** Выбранный текст **
######
Никаких волнений гибель Октавии, однако, не вызвала. Повидимому, римский народ даже и в восстаниях оставался трезвым практиком. Он легко и охотно бунтовал, если мог предотвратить бедствие, но, когда опаздывал, покорно мирился с поконченным фактом и по волосам на снятой с плеч голове уже не плакал. Fait accompli слишком уж часто принимался народом этим за «последний резон», ultima ratio. Горьки и оскорбительны для народного самосознания заключительные стихи «Октавии»:
— Нашего града добрее Авлида,
Мягче страна варваров Тавров:
Там даже с богом спорят, нужна ли
Казнь иноземца:
Рим же доволен, что римская кровь пролилась.
(Civis gaudet Roma cruore).
Каким образом допустил народ самую ссылку Октавии на остров после того, как столь горячо принял было сторону императрицы против Поппеи?
Не может быть, конечно, чтобы народ в несколько дней разлюбил молодую государыню, но самозабвенные стихийные движения, подобные недавнему паломничеству черни на Палатин со статуями Октавии на плечах, не повторяются дважды, если не имеют страстных и честолюбивых вожаков. Часть народа молчала, потому что привыкла покорно принимать, как закон, всякое решительное действие верховной власти, каково бы оно ни было; часть выкричалась в палатинской демонстрации и теперь почитала себя уже исполнившей свой долг; часть струсила бичей и копий гвардейского караула; часть могла отстать от защиты своей любимицы, введенная в сомнение упорными клеветами на нее в указе императора; часть роптала и рада была бы помочь, но чувствовала себя бессильной, не имея авторитета, на кого бы в ропоте опереться. Мы ничего не знаем о Дорифоре, но, если сторонником Октавии выступил Паллант, уже его одного было достаточно, чтобы компрометировать дело молодой императрицы и оттолкнуть от нее весьма многих: надменного и алчного старика слишком ненавидели в Риме, его зловещая близость приносила несчастье.
######
** Предоставленные материалы **
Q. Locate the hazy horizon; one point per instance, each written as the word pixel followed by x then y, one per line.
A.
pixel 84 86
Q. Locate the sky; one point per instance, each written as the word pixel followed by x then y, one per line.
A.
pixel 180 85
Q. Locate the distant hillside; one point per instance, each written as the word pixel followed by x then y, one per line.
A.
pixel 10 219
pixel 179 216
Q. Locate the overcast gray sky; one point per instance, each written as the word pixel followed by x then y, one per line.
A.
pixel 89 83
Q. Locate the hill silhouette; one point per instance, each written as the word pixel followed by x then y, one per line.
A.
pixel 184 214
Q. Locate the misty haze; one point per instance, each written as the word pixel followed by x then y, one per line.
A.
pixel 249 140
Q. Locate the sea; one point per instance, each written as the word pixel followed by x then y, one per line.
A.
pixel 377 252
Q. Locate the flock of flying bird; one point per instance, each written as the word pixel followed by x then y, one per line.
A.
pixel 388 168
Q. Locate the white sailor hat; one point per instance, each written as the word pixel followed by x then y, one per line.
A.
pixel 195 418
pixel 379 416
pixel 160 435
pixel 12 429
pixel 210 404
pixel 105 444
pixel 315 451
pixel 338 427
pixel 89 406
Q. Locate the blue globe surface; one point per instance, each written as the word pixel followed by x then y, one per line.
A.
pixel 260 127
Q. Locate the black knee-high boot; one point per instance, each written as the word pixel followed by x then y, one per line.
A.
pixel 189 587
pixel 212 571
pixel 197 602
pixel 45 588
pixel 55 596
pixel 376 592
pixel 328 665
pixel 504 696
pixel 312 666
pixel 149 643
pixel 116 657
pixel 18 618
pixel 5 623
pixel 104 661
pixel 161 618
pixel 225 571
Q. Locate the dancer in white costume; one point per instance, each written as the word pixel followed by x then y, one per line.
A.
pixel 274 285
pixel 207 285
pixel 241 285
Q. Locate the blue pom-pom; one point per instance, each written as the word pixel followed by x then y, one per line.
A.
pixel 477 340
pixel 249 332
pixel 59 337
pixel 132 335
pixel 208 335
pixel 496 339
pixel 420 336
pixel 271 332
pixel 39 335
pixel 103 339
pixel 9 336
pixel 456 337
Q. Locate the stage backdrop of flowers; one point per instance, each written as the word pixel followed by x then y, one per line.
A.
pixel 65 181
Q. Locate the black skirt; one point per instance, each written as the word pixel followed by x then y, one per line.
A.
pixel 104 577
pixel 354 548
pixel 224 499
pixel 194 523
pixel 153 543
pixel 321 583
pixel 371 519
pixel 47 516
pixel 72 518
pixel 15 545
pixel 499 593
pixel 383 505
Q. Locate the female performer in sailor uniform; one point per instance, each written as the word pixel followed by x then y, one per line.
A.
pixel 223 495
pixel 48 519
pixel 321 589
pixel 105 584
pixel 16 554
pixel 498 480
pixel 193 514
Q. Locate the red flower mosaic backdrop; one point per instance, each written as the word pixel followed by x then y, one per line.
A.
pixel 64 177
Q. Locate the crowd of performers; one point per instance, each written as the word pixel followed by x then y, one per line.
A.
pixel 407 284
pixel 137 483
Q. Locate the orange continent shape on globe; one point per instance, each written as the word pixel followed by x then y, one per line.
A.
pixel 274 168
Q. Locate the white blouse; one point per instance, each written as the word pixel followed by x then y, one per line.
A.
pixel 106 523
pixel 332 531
######
** Задание 1 **
Ответьте по тексту о гибели Октавии:
(а) С чьими статуями на плечах чернь ходила на Палатин?
(б) Каких предметов гвардейского караула испугалась часть народа?
(в) Какими двумя прилагательными текст характеризует Палланта?
** Задание 2 **
Замените в тексте о гибели Октавии слово "Авлида" на "Эллада" и приведите отрывок, начиная со слов "Никаких волнений гибель" и продолжая до слов "gaudet Roma cruore).".
** Задание 3 **
Перескажите в тексте о гибели Октавии абзац, начинающийся словами «Не может быть, конечно», в виде краткого списка, сохранив основные факты.
Приложенные записи для работы не нужны.

** Решение 1 **
(а) Со статуями Октавии.
(б) Бичей и копий.
(в) Надменный и алчный.

** Решение 2 **
Никаких волнений гибель Октавии, однако, не вызвала. Повидимому, римский народ даже и в восстаниях оставался трезвым практиком. Он легко и охотно бунтовал, если мог предотвратить бедствие, но, когда опаздывал, покорно мирился с поконченным фактом и по волосам на снятой с плеч голове уже не плакал. Fait accompli слишком уж часто принимался народом этим за «последний резон», ultima ratio. Горьки и оскорбительны для народного самосознания заключительные стихи «Октавии»:
— Нашего града добрее Эллада,
Мягче страна варваров Тавров:
Там даже с богом спорят, нужна ли
Казнь иноземца:
Рим же доволен, что римская кровь пролилась.
(Civis gaudet Roma cruore).

** Решение 3 **
Народ не мог за несколько дней разлюбить Октавию, но стихийные движения, подобные шествию черни на Палатин со статуями Октавии, не повторяются без страстных и честолюбивых вожаков. Народ повёл себя по-разному:
- одни молчали, так как привыкли покорно принимать любое решительное действие верховной власти как закон;
- другие выкричались в палатинской демонстрации и считали свой долг исполненным;
- третьи испугались бичей и копий гвардейского караула;
- четвёртые усомнились в Октавии из-за клевет на неё в указе императора;
- пятые роптали, но чувствовали себя бессильными, не имея авторитетной опоры.
О Дорифоре ничего не известно. Если же сторонником Октавии выступил Паллант, одного этого хватало, чтобы скомпрометировать её дело и оттолкнуть многих: этого надменного и алчного старика в Риме ненавидели, а его близость приносила несчастье.